What to work on —
#1 Answer these from the ZX-10R review:
(a) Who is named as the project leader?
(b) At which track did the test ride take place?
(c) What height and weight does the reviewer give for himself?
#2 Carry on the ZX-10R review after its final sentence, in the same first-person voice.

After around 40 laps on the new ZX-10R at the world exclusive first launch in Australia I’m still trying to come to terms with just how good this bike is, and why. I’m a red-blooded sports bike fan, but even if you already have green blood in your veins, the 2016 Ninja ZX-10R is going to get it flowing even faster. I expected improvements. What I experienced was stunning.
You can immerse yourself in the new machine’s technical advances over the coming pages, but in short Kawasaki said to themselves: “Bugger all the cosmetic and marketing related fashion crap, let’s just make the 10R lap faster and easier than anything else anyone can buy. If a part doesn’t improve lap times, it’s straight in the bin.”
Project leader Yoshimoto Matsuda sums it up after his technical briefing: “When you climb a mountain, you don’t carry a big bag of nice clothes and fine food. You won’t get to the top carrying that rubbish.”
The enthusiasm on Matsuda-san’s face says it all as he explains how hard the Team Green engineers and test riders have worked and, most importantly, how much they have used the invaluable feedback from World Superbike pilots Tom Sykes and Jonathan Rea, both Kawasaki #1 plate holders this season and last.
Despite the denial of appearance counting for anything, as I walk around the bike, I do start to fall for it. Kawasaki have tapped into the feelings of sportsbike fans like me. The KRT livery on my test bike looks hot in the flesh, and makes me feel even more like Tom Sykes than my beard, specially grown for today, does.
The tail unit looks sharper and that ugly exhaust is gone, replaced with a neat titanium unit. The reshaped upper cowl looks like the SBK fairing and the dash is at least bigger than an iPhone, unlike the YZF-R1’s miniscule offering. I like it. It looks fast, and is clearly carrying no extra clothes for the mountain top celebrations.
So what was it like to ride? In a word, rewarding.
I’ve done over 2000 laps of this track (Wakefield Park Raceway, New South Wales), so it was straight to the task at hand – pushing the 10R to the limits. As I familiarise myself on the bike the ergonomics feel fantastic but I would like the ‘pegs around 5mm lower. However, after touching the pegs down already, I realise this would be an issue.
Aside from that I feel comfy and familiar as I warm up. The new clip-on position puts me over the front a little more and I feel confident in the front end, which I need or there is no way I can push hard. Down the chute, tucked in, the larger frontal area completely isolates me from the airflow. It’s fantastic and I am a bigger build at 90kg and 185cm. Aside from these things, the bike ‘feels’ like the previous one to be on. But what about the performance?

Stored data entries
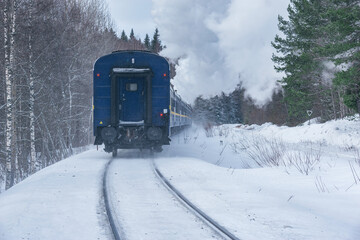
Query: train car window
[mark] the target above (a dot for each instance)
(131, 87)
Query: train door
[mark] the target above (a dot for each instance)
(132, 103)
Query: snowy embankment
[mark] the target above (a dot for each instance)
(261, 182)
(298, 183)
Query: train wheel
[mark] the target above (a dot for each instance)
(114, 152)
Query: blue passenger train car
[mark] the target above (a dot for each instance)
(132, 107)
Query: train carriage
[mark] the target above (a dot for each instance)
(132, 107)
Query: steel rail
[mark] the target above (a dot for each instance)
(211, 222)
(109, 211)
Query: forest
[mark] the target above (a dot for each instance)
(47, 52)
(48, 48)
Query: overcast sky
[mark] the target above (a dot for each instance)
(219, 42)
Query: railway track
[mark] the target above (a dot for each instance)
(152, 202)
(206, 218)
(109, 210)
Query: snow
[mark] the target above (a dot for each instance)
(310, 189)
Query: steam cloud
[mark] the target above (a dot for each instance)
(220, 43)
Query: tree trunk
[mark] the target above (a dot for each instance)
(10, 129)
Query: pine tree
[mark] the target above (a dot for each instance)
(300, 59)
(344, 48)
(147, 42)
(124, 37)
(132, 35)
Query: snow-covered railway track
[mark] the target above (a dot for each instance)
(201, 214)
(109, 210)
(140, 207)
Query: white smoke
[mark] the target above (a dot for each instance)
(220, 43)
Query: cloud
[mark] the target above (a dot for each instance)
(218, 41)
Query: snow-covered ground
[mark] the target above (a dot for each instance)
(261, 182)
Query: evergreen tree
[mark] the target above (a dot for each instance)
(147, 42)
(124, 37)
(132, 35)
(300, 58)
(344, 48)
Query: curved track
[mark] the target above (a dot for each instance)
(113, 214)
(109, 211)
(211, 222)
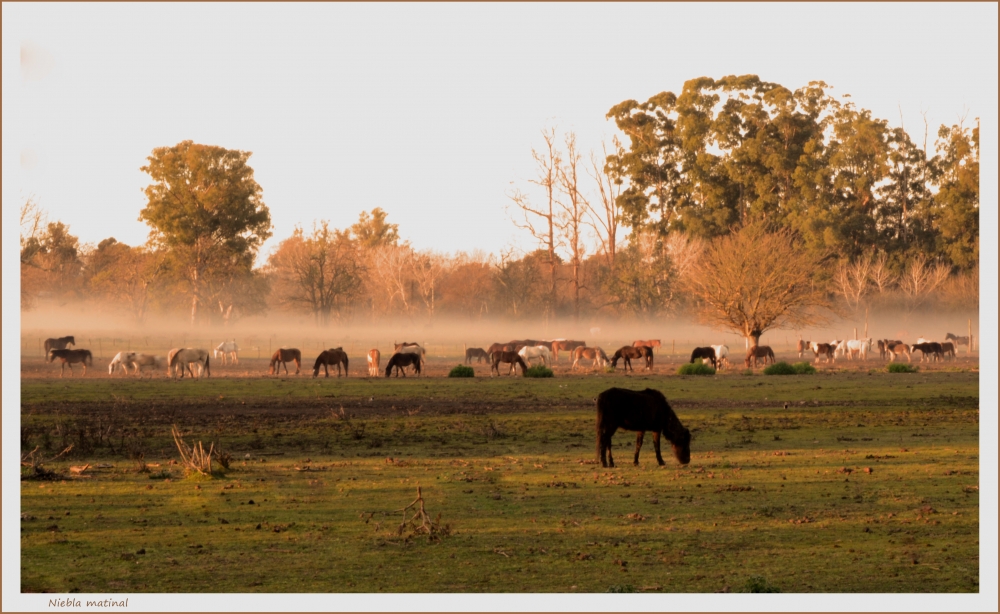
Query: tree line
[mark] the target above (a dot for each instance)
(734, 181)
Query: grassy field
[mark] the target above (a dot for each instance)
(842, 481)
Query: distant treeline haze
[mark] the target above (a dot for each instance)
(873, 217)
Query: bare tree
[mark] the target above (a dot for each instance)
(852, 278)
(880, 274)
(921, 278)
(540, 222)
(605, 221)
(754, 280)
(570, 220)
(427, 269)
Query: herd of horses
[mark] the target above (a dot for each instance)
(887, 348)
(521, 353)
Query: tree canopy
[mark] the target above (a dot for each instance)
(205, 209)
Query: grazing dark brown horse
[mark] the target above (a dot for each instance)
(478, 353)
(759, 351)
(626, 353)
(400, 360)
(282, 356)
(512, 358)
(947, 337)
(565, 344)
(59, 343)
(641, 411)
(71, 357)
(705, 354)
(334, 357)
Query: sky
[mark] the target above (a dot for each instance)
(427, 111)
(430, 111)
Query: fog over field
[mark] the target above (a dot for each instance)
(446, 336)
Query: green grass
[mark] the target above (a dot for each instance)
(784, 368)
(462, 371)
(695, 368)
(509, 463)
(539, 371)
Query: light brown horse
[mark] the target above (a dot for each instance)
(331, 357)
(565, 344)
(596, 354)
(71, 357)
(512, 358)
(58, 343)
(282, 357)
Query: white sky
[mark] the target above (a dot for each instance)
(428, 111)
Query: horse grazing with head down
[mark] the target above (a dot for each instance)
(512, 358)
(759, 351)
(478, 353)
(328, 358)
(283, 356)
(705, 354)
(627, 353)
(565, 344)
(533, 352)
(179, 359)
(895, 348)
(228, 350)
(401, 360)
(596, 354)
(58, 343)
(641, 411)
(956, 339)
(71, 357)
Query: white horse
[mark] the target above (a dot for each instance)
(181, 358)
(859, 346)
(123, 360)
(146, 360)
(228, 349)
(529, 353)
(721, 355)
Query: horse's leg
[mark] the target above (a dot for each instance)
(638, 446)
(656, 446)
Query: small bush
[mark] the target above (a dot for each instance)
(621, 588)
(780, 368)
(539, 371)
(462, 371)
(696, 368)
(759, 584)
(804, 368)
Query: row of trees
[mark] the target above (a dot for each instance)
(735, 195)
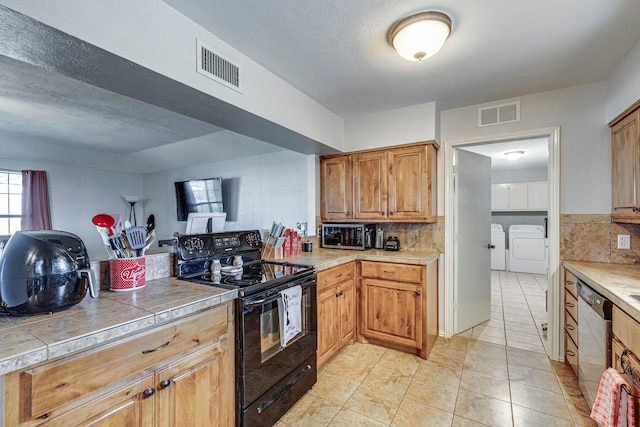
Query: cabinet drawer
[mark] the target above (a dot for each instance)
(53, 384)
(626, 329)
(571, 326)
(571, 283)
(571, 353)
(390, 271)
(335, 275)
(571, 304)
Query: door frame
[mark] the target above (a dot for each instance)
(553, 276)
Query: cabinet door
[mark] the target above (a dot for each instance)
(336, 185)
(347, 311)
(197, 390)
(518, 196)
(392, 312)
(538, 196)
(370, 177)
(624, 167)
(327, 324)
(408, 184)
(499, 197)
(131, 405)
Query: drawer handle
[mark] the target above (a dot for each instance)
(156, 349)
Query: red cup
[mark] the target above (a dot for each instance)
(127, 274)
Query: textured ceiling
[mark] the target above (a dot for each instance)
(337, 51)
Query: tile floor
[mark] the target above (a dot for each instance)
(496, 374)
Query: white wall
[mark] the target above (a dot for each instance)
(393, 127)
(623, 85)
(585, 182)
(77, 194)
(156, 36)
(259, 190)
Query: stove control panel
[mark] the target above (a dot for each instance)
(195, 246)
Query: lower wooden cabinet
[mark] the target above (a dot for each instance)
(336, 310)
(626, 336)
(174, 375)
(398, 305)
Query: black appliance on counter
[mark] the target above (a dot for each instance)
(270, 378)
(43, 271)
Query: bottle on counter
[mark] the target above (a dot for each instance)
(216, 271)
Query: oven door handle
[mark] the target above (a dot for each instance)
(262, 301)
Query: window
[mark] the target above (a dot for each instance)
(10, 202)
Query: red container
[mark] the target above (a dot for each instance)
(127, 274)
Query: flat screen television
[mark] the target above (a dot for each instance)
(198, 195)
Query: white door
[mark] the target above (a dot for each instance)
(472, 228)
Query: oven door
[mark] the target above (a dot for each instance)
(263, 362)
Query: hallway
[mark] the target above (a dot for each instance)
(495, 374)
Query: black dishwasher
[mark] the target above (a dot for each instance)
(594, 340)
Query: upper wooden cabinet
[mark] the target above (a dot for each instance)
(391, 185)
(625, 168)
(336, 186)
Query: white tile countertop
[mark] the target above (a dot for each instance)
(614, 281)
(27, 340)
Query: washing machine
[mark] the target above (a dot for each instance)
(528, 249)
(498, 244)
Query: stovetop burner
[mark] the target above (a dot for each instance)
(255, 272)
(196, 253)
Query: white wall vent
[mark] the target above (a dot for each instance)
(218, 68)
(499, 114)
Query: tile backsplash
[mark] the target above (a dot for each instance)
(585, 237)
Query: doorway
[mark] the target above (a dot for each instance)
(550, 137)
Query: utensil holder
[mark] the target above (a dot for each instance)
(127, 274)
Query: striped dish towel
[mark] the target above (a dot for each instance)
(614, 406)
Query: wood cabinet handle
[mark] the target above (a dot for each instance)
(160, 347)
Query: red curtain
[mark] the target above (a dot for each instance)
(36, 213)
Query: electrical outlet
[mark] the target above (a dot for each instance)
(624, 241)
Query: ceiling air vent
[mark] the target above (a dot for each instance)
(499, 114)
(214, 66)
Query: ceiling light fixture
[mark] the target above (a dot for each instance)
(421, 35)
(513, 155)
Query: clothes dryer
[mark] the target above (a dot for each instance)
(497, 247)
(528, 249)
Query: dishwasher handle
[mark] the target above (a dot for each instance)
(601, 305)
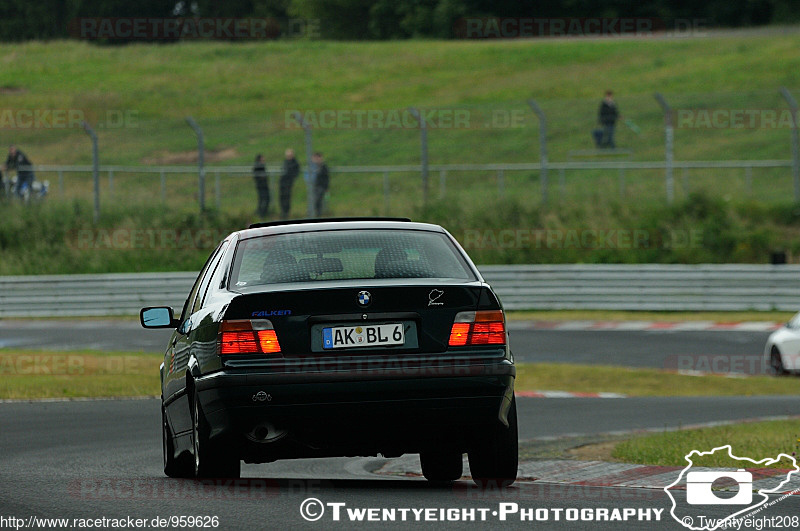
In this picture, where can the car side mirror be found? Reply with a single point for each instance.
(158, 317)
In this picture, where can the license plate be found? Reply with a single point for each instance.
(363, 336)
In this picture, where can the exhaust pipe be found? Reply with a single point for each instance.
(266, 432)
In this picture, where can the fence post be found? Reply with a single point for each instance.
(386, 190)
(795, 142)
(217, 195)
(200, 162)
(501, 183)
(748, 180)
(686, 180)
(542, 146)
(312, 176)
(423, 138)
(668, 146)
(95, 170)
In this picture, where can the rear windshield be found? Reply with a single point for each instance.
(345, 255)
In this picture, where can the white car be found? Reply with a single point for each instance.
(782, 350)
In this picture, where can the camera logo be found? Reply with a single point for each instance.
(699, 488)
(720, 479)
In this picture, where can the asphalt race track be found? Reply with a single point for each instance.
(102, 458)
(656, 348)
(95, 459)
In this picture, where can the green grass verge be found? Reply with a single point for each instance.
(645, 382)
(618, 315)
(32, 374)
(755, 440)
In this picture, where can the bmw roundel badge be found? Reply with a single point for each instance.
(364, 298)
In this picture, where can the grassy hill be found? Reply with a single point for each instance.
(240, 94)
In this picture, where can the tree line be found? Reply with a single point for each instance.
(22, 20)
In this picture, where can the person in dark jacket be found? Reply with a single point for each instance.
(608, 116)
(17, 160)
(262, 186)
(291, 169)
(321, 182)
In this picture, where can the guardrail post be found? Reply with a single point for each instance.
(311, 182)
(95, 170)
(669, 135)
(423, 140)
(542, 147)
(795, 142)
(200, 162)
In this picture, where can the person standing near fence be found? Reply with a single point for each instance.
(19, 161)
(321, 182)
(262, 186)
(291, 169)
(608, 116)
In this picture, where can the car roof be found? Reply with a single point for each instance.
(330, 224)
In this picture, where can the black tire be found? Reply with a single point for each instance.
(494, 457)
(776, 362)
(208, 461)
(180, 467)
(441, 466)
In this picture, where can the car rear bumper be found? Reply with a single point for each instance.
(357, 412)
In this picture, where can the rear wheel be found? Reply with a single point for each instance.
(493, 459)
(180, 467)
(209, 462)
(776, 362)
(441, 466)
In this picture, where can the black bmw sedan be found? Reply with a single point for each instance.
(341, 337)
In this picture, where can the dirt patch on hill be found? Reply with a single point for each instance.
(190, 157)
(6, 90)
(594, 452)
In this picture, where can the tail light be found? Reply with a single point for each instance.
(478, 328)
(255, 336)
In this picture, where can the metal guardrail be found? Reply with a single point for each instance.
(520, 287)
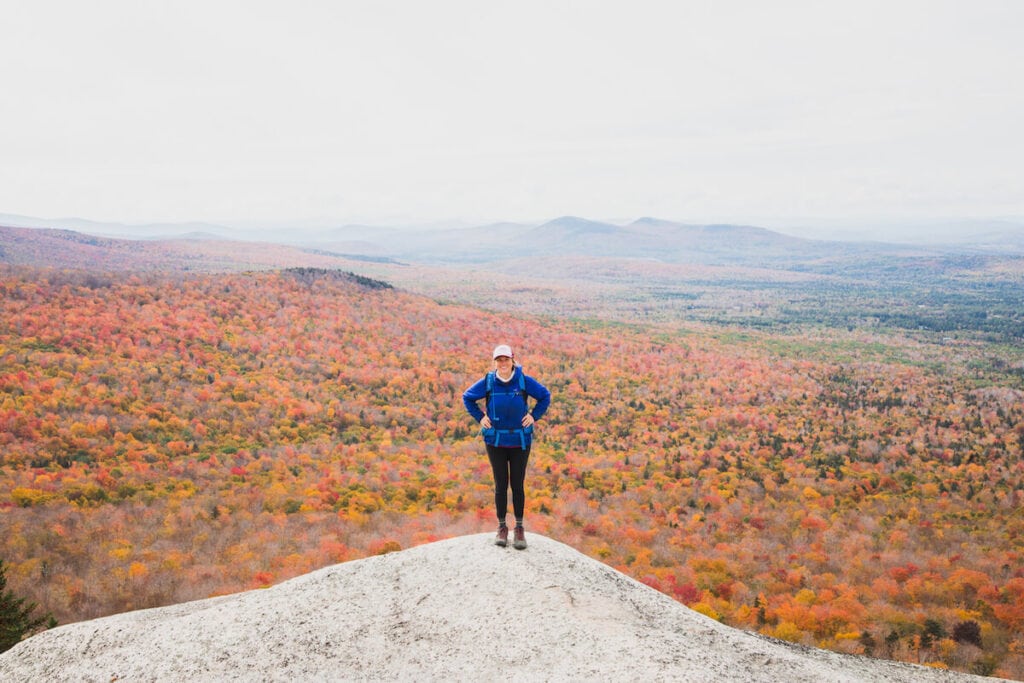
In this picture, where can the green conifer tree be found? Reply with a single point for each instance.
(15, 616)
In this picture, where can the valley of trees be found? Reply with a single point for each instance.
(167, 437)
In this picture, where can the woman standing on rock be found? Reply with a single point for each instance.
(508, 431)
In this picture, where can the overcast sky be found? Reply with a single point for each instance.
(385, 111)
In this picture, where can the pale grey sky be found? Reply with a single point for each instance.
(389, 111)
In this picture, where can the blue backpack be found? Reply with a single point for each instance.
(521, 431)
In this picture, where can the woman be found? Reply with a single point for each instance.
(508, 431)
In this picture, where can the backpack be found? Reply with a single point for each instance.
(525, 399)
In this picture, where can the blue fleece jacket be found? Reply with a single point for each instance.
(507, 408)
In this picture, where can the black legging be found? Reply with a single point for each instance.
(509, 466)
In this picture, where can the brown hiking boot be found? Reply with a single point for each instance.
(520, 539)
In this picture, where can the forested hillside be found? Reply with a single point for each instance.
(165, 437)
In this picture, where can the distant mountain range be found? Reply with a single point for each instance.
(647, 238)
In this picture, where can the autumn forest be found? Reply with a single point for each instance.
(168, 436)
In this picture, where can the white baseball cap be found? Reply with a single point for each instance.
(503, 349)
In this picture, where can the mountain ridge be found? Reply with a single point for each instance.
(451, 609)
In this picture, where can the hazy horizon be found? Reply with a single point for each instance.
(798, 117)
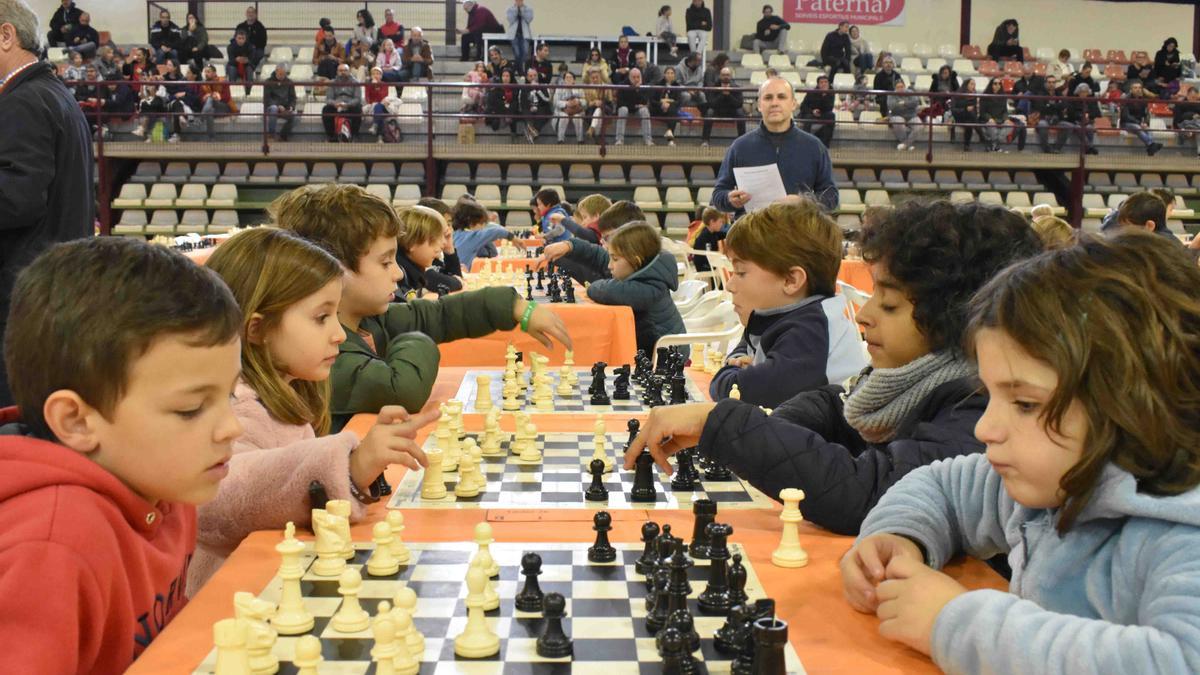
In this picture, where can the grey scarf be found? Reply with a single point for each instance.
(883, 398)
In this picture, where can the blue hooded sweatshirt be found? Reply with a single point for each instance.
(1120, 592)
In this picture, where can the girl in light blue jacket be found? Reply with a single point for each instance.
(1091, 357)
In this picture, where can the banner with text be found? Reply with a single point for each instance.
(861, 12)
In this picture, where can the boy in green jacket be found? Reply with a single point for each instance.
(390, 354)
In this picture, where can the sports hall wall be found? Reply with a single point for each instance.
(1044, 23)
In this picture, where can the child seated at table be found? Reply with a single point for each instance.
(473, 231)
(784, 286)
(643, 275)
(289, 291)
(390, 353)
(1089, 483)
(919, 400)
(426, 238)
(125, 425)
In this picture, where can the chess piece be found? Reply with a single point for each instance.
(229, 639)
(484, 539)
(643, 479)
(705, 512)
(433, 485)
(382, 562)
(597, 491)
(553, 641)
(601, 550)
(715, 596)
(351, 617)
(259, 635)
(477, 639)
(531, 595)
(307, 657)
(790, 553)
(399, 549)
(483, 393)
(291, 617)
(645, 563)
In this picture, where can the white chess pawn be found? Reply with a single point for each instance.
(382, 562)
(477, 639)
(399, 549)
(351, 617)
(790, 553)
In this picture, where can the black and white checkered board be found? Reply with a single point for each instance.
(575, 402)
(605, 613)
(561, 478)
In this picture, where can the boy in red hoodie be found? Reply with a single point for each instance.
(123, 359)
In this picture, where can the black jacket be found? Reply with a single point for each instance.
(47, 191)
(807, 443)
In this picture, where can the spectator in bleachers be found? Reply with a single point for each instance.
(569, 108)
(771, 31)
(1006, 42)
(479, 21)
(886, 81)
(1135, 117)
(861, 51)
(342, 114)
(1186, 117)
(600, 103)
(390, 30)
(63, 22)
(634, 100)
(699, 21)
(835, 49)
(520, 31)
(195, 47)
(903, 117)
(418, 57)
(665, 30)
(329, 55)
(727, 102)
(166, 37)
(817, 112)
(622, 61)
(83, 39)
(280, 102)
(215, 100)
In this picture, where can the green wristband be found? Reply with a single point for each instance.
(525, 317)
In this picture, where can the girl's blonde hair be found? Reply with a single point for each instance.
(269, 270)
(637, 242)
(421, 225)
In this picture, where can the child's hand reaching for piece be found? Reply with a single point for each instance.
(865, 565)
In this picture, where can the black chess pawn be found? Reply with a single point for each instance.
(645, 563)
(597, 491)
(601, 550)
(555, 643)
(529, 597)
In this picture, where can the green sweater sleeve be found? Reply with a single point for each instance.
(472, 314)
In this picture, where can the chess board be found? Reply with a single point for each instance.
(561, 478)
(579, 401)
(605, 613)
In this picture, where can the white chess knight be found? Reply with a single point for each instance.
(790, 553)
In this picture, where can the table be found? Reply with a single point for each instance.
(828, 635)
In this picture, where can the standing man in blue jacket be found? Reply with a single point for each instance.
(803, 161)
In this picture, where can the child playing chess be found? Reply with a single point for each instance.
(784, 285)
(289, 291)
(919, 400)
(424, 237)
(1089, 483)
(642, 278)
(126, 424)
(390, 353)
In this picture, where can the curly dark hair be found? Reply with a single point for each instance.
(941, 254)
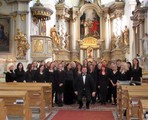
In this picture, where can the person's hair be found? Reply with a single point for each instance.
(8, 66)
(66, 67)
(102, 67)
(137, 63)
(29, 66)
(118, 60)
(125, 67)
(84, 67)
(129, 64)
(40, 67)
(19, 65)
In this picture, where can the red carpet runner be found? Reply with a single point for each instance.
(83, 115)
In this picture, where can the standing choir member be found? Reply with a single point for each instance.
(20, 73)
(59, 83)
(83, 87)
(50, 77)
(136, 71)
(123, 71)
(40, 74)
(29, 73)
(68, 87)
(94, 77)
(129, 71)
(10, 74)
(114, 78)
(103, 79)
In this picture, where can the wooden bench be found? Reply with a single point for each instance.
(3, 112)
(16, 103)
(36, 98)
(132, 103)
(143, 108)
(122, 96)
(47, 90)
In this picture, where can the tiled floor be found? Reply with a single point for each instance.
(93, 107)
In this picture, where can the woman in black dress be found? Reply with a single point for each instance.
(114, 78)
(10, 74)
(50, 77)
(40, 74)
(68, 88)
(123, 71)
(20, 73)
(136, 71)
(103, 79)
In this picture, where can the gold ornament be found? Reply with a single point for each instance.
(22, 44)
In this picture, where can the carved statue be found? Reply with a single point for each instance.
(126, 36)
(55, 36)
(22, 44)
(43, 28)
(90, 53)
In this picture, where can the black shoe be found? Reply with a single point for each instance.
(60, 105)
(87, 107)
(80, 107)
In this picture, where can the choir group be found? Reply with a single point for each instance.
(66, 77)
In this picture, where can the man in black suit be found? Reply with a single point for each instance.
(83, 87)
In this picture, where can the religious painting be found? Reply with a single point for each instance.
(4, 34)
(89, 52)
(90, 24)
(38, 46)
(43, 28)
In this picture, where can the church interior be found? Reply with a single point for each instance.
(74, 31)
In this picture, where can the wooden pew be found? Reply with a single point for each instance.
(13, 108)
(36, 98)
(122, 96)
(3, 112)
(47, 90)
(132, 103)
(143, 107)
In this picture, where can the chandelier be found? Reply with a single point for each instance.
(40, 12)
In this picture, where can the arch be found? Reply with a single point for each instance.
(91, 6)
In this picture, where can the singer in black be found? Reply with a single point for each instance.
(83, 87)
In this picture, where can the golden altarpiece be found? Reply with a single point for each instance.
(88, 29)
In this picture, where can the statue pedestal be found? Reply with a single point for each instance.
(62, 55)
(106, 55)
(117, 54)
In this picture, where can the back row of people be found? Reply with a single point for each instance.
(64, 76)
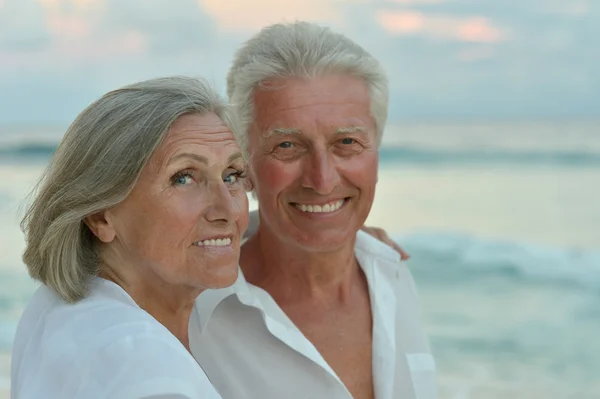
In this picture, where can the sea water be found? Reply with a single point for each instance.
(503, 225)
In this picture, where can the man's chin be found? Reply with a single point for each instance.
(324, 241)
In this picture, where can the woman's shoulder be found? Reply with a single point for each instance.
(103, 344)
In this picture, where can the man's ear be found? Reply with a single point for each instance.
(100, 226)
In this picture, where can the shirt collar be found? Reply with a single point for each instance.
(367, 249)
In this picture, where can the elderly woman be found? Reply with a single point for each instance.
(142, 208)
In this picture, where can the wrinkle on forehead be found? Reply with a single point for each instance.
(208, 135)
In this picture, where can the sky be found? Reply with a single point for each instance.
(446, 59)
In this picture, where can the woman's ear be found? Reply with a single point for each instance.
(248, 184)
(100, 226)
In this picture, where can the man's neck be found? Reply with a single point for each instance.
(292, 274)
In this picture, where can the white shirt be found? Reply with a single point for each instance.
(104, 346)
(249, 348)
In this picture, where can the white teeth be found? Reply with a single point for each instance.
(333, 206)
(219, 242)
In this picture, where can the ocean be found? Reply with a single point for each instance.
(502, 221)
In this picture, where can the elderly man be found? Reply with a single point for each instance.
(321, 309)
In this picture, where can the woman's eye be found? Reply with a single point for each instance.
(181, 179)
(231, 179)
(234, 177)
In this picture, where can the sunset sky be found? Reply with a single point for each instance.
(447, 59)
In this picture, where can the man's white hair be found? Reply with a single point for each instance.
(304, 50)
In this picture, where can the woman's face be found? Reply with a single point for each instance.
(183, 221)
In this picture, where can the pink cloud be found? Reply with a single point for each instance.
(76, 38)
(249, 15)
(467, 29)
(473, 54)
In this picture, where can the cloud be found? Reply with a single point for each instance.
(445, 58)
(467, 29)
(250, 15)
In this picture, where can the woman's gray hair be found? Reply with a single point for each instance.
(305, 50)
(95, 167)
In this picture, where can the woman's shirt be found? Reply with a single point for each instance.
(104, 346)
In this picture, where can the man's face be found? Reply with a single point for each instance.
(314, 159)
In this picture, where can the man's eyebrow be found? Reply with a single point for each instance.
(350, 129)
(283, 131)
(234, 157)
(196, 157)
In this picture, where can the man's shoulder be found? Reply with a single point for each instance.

Solved tasks —
#1
(a) Yoshimoto Matsuda
(b) Wakefield Park Raceway, New South Wales
(c) 185cm and 90kg

#2
As I approach the fast right kink at the end of the short straight, I brake hard for the first time, trying to feel for the limit of the SC1 front tyre fitted. I find the limit easily and with finesse. The feel and feedback from the new Showa Balance Free Fork and Brembo package is the most refined I have felt on any production bike and only matched by the factory superbikes I have tested. This braking area is a kink that is off camber and of tightening radius and the 10R eats it up. Stunning.
Braking hard while turning in and shifting down gears here was always hard on the previous model, which had to be wrestled onto its side using my outer arm forearm and knee usually, then lots of pressure to keep it over before firing off the turn feeding the power in gently.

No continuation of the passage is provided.